_Rows taken from a box labeling dataset_.
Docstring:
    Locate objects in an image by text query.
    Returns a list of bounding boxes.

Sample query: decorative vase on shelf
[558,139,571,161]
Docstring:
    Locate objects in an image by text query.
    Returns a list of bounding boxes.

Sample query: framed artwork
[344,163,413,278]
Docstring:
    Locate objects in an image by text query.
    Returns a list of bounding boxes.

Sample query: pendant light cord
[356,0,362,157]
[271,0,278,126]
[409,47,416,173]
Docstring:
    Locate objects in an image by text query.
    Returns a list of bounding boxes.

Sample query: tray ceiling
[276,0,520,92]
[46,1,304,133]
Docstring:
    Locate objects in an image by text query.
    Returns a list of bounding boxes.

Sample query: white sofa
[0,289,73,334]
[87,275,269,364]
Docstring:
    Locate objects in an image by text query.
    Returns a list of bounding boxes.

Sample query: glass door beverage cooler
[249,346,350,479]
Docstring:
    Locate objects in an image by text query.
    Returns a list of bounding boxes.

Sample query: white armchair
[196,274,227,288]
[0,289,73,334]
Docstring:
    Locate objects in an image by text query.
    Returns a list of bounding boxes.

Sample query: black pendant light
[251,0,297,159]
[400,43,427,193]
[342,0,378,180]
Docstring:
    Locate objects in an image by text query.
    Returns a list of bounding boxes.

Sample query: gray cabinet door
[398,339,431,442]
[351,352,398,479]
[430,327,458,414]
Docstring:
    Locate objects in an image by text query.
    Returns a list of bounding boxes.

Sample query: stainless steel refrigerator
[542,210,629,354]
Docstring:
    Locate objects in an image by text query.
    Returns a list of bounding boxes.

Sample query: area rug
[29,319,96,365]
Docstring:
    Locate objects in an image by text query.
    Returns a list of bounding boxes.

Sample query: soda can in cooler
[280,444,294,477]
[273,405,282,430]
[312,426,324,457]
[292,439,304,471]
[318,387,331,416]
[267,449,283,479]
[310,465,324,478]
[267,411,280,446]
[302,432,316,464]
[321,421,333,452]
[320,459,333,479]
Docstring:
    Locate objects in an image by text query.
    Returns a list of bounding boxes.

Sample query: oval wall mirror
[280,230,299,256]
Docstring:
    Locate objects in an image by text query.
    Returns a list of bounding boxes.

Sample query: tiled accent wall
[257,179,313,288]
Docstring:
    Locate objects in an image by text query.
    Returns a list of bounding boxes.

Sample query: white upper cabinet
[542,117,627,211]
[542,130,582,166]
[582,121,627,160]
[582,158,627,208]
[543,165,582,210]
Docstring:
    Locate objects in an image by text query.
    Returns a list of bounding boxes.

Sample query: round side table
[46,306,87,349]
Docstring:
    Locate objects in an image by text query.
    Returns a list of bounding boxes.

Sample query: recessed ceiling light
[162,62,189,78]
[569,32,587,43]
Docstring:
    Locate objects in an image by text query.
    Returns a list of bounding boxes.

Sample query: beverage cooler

_Written exercise_. Identify every line of the data above that contains the string "door" and copy each such line. The match is case-sensitive.

_The solution_.
Sample query: glass door beverage cooler
Sample query: gray cabinet door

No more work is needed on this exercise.